> Assignment
Reproduce exactly the lines from the one containing "In the picture above, where can the pencil be" through the last line of the records below, both included, and nothing else.

Natural language region descriptions
================
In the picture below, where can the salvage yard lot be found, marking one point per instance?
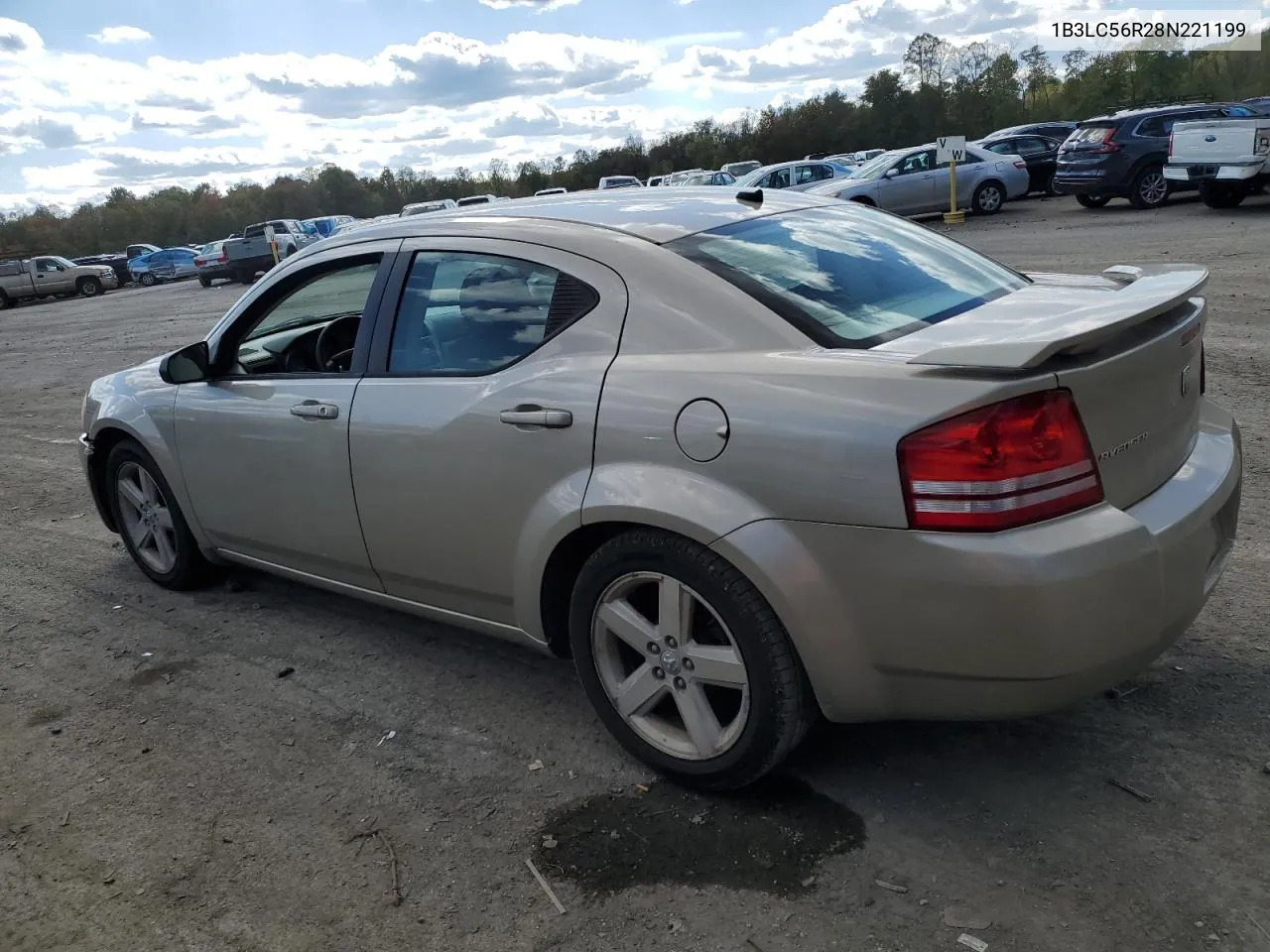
(190, 771)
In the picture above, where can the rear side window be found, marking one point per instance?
(848, 277)
(474, 313)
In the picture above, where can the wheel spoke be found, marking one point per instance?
(639, 692)
(716, 665)
(674, 610)
(626, 624)
(164, 548)
(149, 488)
(140, 534)
(132, 494)
(698, 719)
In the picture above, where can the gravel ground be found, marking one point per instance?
(166, 785)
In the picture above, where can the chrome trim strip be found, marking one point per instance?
(939, 488)
(1003, 504)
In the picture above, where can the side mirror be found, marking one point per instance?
(186, 366)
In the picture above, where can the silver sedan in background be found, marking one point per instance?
(911, 181)
(747, 458)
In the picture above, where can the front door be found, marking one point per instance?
(475, 433)
(51, 277)
(263, 445)
(912, 190)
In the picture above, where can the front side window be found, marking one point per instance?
(846, 277)
(310, 327)
(474, 313)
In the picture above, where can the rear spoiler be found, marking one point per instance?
(1010, 335)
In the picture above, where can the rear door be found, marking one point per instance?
(471, 435)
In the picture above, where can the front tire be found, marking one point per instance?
(150, 522)
(988, 198)
(722, 698)
(1222, 194)
(1150, 188)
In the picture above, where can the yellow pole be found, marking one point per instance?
(952, 216)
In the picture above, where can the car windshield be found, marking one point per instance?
(875, 167)
(849, 277)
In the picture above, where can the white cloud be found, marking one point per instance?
(121, 35)
(536, 5)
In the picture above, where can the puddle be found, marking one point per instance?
(769, 838)
(160, 671)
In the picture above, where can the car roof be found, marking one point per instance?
(643, 213)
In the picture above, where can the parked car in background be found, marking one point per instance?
(1123, 154)
(911, 181)
(708, 178)
(1057, 130)
(1225, 159)
(728, 527)
(252, 254)
(1038, 153)
(53, 276)
(168, 264)
(619, 181)
(324, 226)
(798, 177)
(118, 261)
(212, 263)
(439, 204)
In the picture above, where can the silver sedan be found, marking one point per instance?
(747, 458)
(911, 181)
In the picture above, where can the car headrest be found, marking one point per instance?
(495, 295)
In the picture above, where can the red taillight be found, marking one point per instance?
(1006, 465)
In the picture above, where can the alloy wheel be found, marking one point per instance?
(671, 667)
(1153, 188)
(146, 518)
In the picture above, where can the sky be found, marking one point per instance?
(96, 95)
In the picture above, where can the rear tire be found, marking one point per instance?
(146, 509)
(758, 705)
(1219, 194)
(1150, 188)
(988, 198)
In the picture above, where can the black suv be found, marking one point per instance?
(1123, 154)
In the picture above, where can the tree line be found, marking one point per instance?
(943, 89)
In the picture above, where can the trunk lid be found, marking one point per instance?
(1215, 141)
(1127, 344)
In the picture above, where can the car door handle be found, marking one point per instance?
(316, 411)
(536, 416)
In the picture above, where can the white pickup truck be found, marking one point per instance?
(1227, 159)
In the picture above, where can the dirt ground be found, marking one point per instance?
(166, 785)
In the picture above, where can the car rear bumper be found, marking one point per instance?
(1225, 172)
(916, 625)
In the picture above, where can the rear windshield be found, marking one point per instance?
(849, 277)
(1089, 134)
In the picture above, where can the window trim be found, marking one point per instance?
(385, 325)
(231, 333)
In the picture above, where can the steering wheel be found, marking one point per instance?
(334, 345)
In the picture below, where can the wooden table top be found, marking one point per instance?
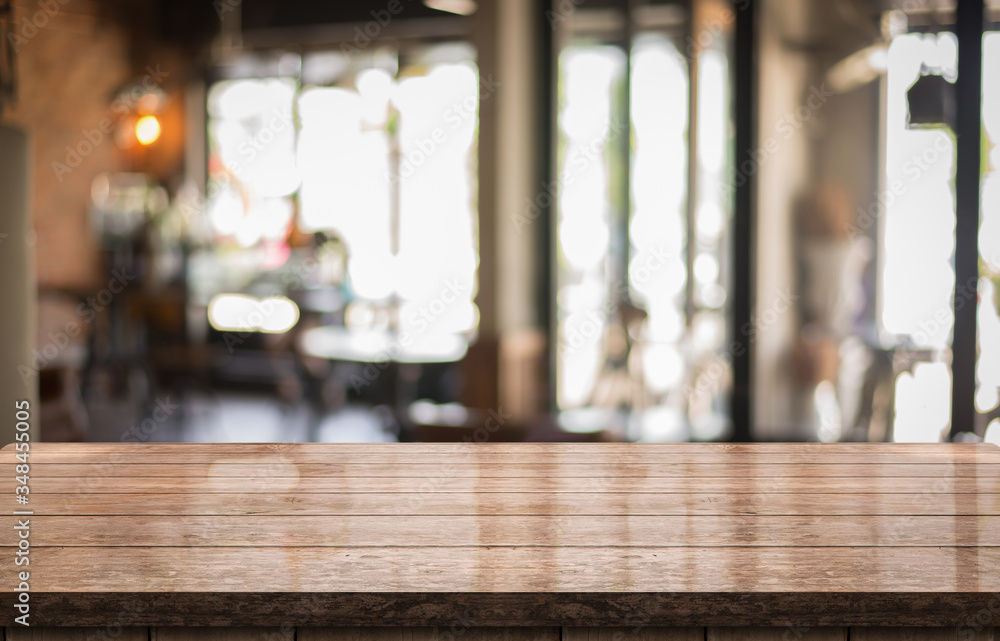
(507, 534)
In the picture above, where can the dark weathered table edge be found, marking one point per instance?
(818, 609)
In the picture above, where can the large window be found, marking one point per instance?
(642, 219)
(377, 151)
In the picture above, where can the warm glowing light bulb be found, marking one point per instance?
(147, 130)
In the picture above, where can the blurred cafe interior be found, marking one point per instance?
(501, 220)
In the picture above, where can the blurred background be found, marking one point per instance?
(502, 220)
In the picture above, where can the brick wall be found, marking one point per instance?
(68, 71)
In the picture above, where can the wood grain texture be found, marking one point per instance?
(458, 629)
(974, 632)
(243, 633)
(113, 631)
(280, 467)
(441, 483)
(638, 631)
(553, 536)
(561, 531)
(787, 633)
(518, 504)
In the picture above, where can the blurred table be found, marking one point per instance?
(367, 346)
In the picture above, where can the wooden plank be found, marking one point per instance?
(787, 633)
(637, 631)
(116, 629)
(536, 531)
(468, 504)
(950, 633)
(243, 633)
(596, 571)
(603, 449)
(368, 633)
(459, 629)
(283, 468)
(431, 484)
(549, 453)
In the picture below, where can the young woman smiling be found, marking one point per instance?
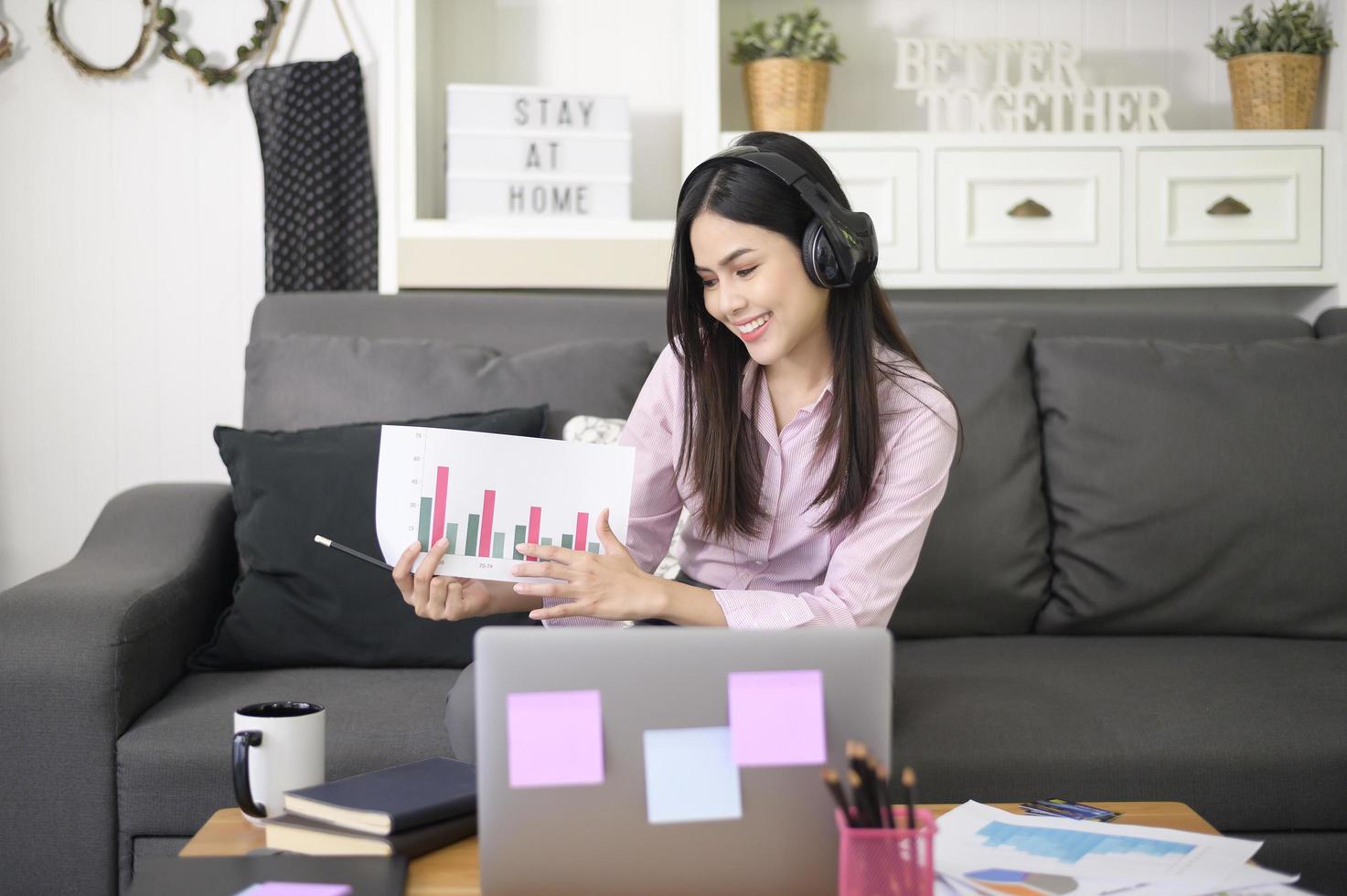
(792, 420)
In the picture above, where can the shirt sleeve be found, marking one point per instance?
(873, 562)
(655, 500)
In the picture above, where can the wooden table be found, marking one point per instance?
(453, 870)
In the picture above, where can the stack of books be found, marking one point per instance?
(406, 810)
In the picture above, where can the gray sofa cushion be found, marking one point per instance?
(298, 381)
(173, 763)
(1247, 731)
(1195, 488)
(984, 568)
(1331, 322)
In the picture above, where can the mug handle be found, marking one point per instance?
(242, 788)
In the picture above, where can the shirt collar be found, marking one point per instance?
(748, 399)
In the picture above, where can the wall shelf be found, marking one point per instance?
(936, 232)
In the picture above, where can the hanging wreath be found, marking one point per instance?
(88, 68)
(196, 59)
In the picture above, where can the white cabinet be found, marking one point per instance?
(1230, 208)
(953, 209)
(1045, 209)
(884, 185)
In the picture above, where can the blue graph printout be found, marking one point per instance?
(1071, 847)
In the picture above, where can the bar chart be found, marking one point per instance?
(486, 494)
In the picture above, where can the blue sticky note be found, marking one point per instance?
(690, 775)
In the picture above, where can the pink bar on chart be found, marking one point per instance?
(436, 525)
(581, 531)
(535, 525)
(484, 540)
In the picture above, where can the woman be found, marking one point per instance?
(797, 426)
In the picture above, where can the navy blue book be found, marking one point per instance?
(390, 799)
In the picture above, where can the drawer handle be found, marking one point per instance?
(1030, 209)
(1230, 205)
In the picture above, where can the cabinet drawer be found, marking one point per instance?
(884, 184)
(1028, 209)
(1236, 208)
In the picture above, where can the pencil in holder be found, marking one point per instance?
(886, 861)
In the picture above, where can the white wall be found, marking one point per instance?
(131, 258)
(131, 224)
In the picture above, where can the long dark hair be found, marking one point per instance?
(717, 443)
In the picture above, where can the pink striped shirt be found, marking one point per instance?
(792, 574)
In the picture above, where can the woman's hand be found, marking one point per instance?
(608, 585)
(444, 597)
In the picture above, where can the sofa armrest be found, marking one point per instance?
(84, 650)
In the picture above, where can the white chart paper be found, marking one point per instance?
(487, 492)
(990, 848)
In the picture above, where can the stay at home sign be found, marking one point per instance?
(529, 153)
(1019, 85)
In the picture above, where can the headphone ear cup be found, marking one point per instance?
(819, 261)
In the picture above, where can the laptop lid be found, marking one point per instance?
(598, 837)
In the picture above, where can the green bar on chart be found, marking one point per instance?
(470, 546)
(427, 504)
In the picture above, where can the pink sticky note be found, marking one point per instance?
(555, 739)
(776, 719)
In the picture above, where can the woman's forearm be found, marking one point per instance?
(687, 603)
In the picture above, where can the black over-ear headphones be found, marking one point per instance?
(839, 247)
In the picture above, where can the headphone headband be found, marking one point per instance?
(848, 252)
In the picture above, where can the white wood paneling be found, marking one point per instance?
(131, 258)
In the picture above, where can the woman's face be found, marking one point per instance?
(749, 273)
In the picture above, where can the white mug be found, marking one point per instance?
(278, 747)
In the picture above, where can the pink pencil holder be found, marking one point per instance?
(886, 861)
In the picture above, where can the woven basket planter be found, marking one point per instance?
(786, 94)
(1273, 90)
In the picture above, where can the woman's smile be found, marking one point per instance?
(754, 329)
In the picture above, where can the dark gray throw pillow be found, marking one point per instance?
(984, 566)
(296, 381)
(1195, 489)
(302, 603)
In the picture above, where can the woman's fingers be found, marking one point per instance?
(438, 599)
(403, 571)
(547, 569)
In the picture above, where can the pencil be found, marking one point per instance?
(885, 807)
(910, 782)
(862, 801)
(859, 791)
(327, 542)
(834, 785)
================
> Task response
In the picture above, where can the pencil be found, marking one point per instance?
(885, 807)
(910, 782)
(862, 801)
(859, 791)
(327, 542)
(834, 785)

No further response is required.